[Set problem]
Give as output the line that contains "Mark one point on every instance of the white cloud", followed by every remaining line of the entries, unchanged and with nothing added.

[Image location labeling entries]
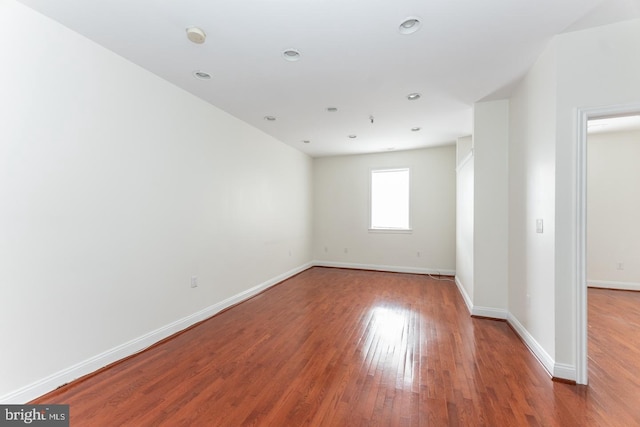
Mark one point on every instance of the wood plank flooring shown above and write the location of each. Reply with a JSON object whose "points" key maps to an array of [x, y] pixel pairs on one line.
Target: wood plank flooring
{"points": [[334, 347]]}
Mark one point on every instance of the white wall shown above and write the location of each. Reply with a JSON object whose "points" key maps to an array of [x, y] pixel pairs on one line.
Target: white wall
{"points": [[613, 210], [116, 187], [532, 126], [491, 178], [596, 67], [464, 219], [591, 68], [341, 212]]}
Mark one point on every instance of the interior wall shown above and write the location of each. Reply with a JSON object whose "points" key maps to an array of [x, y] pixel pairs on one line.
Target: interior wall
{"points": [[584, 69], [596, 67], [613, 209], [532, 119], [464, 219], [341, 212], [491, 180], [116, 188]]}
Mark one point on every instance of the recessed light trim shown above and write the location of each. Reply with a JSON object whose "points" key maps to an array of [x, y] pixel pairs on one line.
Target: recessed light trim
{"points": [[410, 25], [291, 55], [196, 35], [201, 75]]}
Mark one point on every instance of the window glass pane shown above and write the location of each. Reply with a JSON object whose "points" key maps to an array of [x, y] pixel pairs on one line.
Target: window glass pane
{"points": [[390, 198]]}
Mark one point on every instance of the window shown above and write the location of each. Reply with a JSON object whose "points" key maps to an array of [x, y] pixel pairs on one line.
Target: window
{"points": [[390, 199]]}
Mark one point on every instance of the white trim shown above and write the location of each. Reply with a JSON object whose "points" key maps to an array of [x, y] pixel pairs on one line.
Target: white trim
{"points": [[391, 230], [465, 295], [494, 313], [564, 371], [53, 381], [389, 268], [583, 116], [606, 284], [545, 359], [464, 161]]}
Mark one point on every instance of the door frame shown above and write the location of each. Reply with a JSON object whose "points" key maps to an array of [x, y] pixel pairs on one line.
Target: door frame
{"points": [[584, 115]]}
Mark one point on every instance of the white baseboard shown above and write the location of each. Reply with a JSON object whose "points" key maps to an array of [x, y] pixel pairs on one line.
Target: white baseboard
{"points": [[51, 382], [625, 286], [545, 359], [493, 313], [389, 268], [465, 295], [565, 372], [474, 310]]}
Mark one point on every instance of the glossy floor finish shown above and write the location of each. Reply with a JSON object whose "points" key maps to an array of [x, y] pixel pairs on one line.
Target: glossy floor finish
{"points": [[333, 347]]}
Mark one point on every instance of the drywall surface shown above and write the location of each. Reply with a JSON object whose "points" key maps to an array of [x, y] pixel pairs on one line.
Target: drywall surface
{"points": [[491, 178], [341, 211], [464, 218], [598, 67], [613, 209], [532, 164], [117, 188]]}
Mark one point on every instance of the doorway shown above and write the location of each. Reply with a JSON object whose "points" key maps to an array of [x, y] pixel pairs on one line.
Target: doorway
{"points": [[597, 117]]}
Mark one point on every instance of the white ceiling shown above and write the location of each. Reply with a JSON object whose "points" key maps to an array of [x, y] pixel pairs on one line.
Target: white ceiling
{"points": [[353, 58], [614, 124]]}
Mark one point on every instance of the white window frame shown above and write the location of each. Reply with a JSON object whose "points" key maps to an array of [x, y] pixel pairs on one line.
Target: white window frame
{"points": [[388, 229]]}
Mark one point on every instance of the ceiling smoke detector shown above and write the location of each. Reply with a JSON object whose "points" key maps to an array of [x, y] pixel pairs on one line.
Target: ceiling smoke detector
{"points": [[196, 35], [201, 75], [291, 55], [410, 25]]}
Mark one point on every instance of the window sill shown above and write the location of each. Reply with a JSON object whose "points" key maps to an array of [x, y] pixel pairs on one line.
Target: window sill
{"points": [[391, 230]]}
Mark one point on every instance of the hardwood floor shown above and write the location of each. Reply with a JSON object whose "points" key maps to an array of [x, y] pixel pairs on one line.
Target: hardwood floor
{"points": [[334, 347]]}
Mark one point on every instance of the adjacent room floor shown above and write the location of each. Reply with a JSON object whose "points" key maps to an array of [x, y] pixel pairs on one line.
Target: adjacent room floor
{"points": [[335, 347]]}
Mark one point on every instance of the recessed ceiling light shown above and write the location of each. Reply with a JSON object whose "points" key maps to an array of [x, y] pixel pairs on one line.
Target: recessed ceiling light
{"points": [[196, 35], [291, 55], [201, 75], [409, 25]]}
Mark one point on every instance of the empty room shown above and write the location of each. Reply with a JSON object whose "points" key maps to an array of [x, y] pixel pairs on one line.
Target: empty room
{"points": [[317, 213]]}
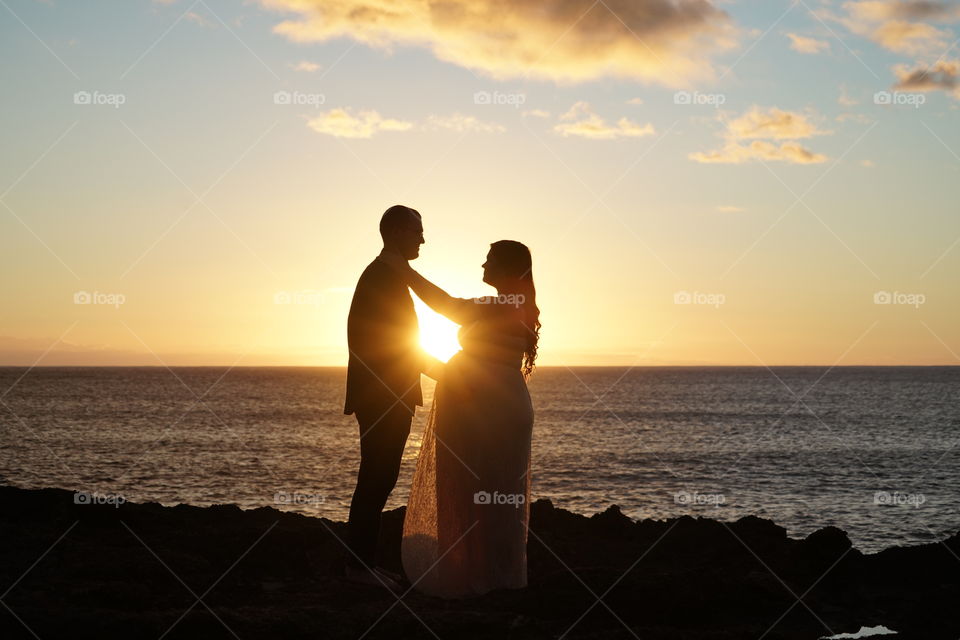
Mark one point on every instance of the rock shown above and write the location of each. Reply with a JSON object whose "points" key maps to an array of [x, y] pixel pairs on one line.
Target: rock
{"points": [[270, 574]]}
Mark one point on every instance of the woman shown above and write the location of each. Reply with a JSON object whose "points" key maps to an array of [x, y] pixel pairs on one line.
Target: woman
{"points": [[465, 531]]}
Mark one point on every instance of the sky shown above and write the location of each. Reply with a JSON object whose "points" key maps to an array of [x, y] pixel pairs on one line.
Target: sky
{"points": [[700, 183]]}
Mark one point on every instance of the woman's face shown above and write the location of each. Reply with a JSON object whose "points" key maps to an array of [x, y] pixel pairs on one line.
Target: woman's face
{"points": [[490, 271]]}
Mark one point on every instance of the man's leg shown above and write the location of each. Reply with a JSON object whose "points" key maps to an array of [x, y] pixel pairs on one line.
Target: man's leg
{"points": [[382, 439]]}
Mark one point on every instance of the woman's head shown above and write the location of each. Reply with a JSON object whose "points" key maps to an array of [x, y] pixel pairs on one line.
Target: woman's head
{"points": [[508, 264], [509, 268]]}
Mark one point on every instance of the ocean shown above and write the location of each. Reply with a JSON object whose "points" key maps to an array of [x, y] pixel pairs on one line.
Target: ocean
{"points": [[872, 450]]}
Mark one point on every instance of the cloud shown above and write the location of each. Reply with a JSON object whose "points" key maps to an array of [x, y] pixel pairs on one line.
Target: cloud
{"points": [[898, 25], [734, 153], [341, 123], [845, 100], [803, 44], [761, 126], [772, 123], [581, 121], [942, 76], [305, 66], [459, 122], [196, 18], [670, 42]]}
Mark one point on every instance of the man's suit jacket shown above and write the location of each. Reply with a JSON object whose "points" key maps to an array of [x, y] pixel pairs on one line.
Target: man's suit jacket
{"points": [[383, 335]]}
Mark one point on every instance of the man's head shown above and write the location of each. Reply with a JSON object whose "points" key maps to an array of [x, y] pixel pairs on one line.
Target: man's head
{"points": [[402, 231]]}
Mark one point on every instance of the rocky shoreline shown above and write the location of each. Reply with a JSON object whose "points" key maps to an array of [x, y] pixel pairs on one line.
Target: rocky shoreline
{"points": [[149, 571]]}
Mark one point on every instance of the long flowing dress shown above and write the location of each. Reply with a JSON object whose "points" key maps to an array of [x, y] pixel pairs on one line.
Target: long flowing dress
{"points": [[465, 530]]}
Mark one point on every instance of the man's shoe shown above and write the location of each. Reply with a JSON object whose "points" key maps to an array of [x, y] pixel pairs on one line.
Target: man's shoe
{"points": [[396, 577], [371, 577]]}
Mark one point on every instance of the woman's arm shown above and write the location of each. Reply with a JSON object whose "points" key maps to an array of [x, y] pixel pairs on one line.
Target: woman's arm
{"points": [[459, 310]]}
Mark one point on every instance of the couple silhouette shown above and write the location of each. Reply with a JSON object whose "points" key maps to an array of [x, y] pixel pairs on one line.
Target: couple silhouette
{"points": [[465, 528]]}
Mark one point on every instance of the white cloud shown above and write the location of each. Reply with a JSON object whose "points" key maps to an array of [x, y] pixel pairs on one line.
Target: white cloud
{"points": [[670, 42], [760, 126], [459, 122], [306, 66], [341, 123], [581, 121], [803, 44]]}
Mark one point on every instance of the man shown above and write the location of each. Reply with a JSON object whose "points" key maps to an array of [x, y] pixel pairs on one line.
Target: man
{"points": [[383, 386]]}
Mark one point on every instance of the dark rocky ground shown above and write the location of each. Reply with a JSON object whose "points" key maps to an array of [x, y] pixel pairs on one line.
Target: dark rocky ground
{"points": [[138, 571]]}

[Solution]
Mark one point on every instance of the white cloud shown above and write the location of each. Reply with a JSON object whose "points" key maps to an array of [x, y] pixel pairs on one line.
Target: white cloud
{"points": [[670, 42], [760, 126], [459, 122], [306, 66], [341, 123], [581, 121], [803, 44]]}
Mark one point on every instance of the man shown above and write the location of each. Reply with a JSON object whose "points" key maps to an array of [x, y] pixel pairs on one line.
Target: man
{"points": [[383, 386]]}
Mark one point on every instance of the dark rocky ground shown above and write the location of each. Reply with a JSON object whose "points" key maps to an array of [x, y] pixel pairs on one line.
Target: dark rocky ground
{"points": [[138, 571]]}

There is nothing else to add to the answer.